Excerpted passage:
[START]
What impressed us the most was not its exclusivity or price, but the performance behind this exquisite supercar. The P1 reportedly boasts a feature that helps its engine add more thrill to the driver, dubbed the Instant Power Assist System. With this baby turned on, drivers beware!

The P1 reaches 62 mph (100 km/h) from a standstill in less than 3 seconds, while the 124 mph (200 km/h) marker gets passed in just under 7 seconds. Whopping as it is, the car needs just around 17 seconds to get to 186 mph (300 km/h) and the exhilaration won’t end until it reaches 350 km/h (217 mph) – the electronically limited maximum speed of the P1.

The IPAS feature, though, does not simply consist of software – it is in fact an electric motor which can be activated via a button found on the steering wheel. This electric engine provides the engine of the P1 with the throttle response of a normally-aspirated engine. In addition, there’s the DRS button on the steering wheel – Drag Reduction System – this means the rear wing reduces its angle, lowering the drag by around 23%. At the simple press of the brake pedal or the release of the button, the driver is able to turn this particular feature off.
[END]
Saved data entries
[START]
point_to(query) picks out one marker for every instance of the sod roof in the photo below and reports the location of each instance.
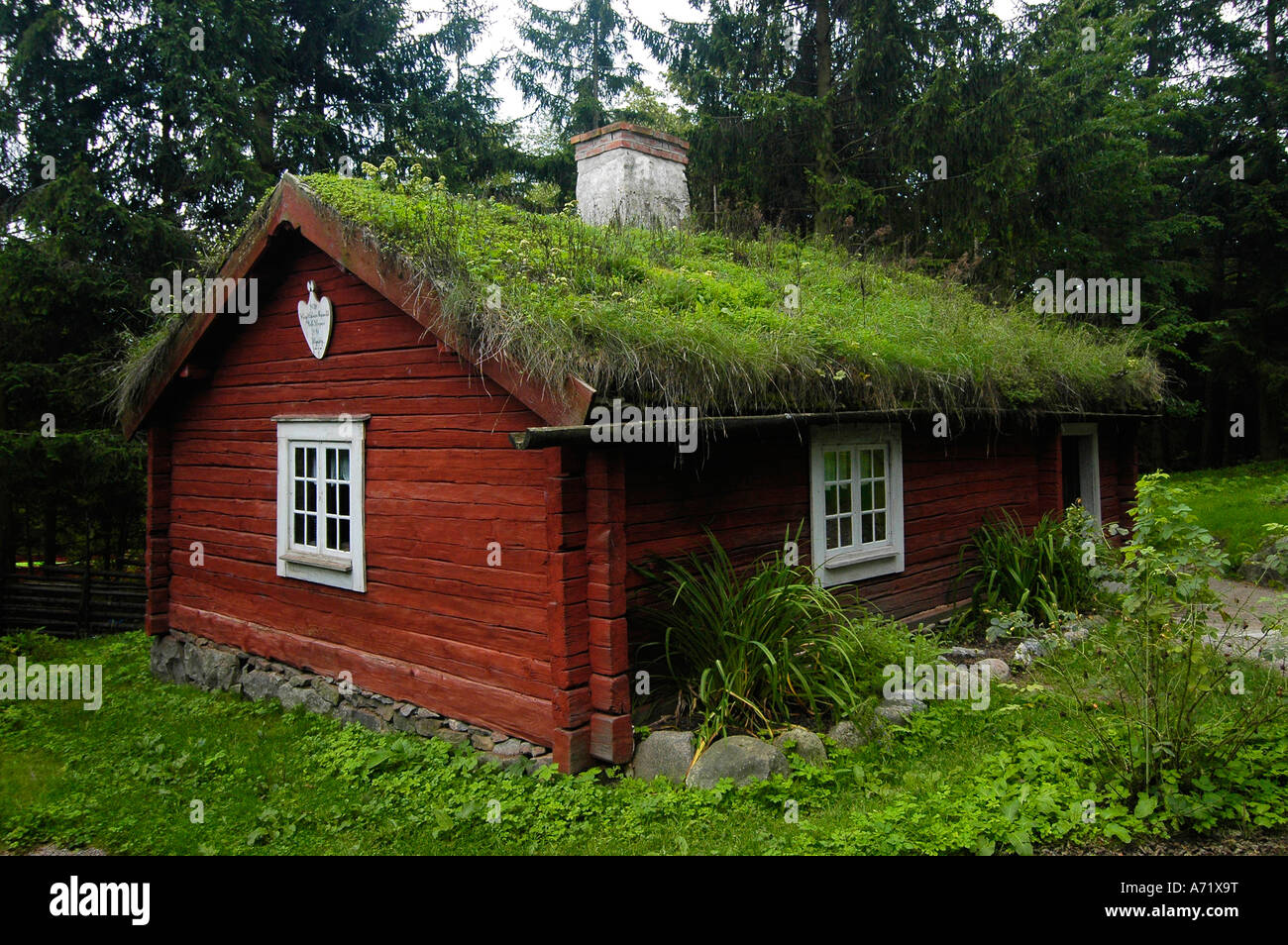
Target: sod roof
(703, 319)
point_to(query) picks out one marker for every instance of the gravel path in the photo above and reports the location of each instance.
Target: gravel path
(1254, 623)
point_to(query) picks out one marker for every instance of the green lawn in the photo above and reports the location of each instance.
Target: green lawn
(1237, 502)
(125, 779)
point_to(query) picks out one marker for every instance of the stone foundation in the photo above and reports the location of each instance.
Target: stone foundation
(179, 657)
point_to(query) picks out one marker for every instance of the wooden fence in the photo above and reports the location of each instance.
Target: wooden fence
(68, 601)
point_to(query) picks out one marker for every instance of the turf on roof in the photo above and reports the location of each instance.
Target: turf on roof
(699, 319)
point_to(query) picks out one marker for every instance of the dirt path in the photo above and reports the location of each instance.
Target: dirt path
(1254, 623)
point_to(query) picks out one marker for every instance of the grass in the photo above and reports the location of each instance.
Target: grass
(1236, 503)
(125, 779)
(702, 319)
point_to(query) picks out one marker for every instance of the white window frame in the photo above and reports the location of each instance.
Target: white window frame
(875, 559)
(1089, 464)
(347, 571)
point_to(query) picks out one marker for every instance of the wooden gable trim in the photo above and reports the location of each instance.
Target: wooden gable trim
(291, 206)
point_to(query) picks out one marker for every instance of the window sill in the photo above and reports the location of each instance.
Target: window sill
(850, 558)
(318, 561)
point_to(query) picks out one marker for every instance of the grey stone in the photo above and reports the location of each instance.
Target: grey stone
(666, 753)
(429, 726)
(897, 711)
(166, 658)
(330, 694)
(501, 760)
(741, 757)
(510, 746)
(804, 743)
(846, 734)
(997, 669)
(261, 685)
(211, 669)
(1029, 651)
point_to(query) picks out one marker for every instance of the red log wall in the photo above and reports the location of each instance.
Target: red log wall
(437, 626)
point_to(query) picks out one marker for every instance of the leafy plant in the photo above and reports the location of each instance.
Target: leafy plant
(1037, 574)
(1163, 702)
(755, 647)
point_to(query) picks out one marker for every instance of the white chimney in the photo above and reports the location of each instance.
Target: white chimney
(632, 175)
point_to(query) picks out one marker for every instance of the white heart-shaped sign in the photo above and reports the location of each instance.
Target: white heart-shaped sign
(316, 321)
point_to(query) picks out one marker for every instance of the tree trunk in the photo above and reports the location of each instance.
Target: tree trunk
(823, 162)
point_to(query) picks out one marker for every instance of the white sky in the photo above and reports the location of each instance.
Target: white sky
(652, 12)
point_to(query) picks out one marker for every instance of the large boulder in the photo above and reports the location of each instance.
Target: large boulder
(898, 708)
(166, 660)
(804, 743)
(741, 757)
(664, 753)
(997, 669)
(846, 734)
(210, 669)
(262, 685)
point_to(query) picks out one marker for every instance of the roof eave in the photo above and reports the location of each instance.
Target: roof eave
(291, 204)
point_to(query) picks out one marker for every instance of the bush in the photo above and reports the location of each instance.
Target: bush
(1038, 574)
(755, 649)
(1163, 703)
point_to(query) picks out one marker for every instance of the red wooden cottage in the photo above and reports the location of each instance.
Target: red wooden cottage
(374, 492)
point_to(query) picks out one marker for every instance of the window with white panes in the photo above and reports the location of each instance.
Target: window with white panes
(857, 502)
(320, 499)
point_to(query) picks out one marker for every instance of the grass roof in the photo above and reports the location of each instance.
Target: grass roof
(700, 319)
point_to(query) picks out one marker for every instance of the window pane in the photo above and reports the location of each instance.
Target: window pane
(845, 499)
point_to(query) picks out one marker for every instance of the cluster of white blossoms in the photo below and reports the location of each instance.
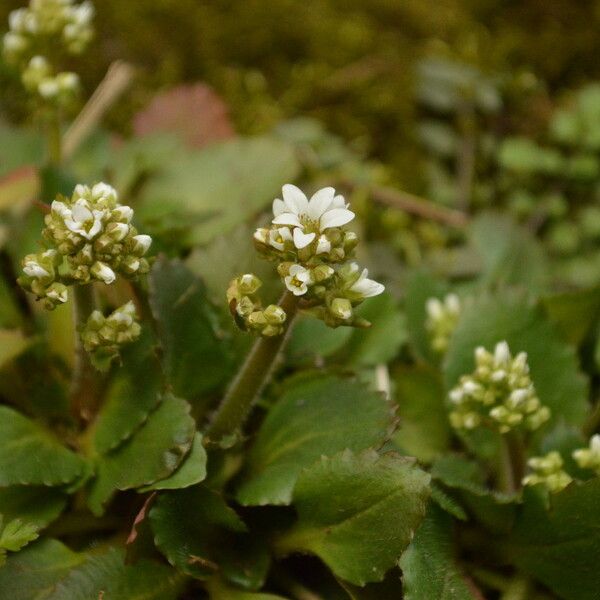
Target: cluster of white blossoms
(442, 317)
(48, 28)
(499, 394)
(589, 458)
(549, 471)
(313, 249)
(246, 307)
(104, 336)
(91, 238)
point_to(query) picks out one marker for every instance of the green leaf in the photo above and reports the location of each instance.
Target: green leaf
(429, 570)
(358, 513)
(554, 370)
(32, 573)
(190, 528)
(560, 545)
(464, 478)
(424, 430)
(220, 186)
(510, 254)
(420, 286)
(186, 320)
(311, 341)
(381, 342)
(132, 395)
(153, 453)
(317, 415)
(37, 505)
(191, 471)
(219, 590)
(106, 576)
(30, 455)
(573, 312)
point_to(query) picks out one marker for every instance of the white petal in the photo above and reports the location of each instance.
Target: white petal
(35, 270)
(301, 240)
(278, 207)
(367, 288)
(143, 240)
(296, 269)
(295, 199)
(323, 245)
(339, 202)
(287, 219)
(336, 218)
(320, 202)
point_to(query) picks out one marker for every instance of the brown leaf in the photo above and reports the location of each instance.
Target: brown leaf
(195, 112)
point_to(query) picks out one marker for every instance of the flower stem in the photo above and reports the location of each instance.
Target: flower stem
(251, 379)
(54, 141)
(511, 463)
(84, 382)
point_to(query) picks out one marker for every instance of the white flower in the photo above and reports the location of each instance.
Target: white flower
(123, 213)
(367, 288)
(48, 88)
(103, 191)
(310, 217)
(278, 237)
(298, 279)
(33, 269)
(103, 272)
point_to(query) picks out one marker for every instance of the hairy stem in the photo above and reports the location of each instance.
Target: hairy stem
(511, 463)
(84, 381)
(54, 140)
(251, 379)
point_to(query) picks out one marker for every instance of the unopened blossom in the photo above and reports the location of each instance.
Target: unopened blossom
(56, 25)
(499, 394)
(364, 287)
(103, 337)
(95, 235)
(40, 273)
(442, 317)
(298, 280)
(548, 471)
(589, 458)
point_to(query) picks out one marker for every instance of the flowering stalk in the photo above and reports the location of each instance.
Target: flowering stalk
(250, 380)
(84, 382)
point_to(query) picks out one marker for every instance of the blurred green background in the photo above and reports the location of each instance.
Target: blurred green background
(350, 63)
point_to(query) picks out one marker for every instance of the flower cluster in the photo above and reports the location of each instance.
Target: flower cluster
[END]
Copy the P1 passage again, starting with "What impressed us" and going on through "speed of the P1.", and swap "supercar" for "sports car".

Complete answer:
What impressed us the most was not its exclusivity or price, but the performance behind this exquisite sports car. The P1 reportedly boasts a feature that helps its engine add more thrill to the driver, dubbed the Instant Power Assist System. With this baby turned on, drivers beware!

The P1 reaches 62 mph (100 km/h) from a standstill in less than 3 seconds, while the 124 mph (200 km/h) marker gets passed in just under 7 seconds. Whopping as it is, the car needs just around 17 seconds to get to 186 mph (300 km/h) and the exhilaration won’t end until it reaches 350 km/h (217 mph) – the electronically limited maximum speed of the P1.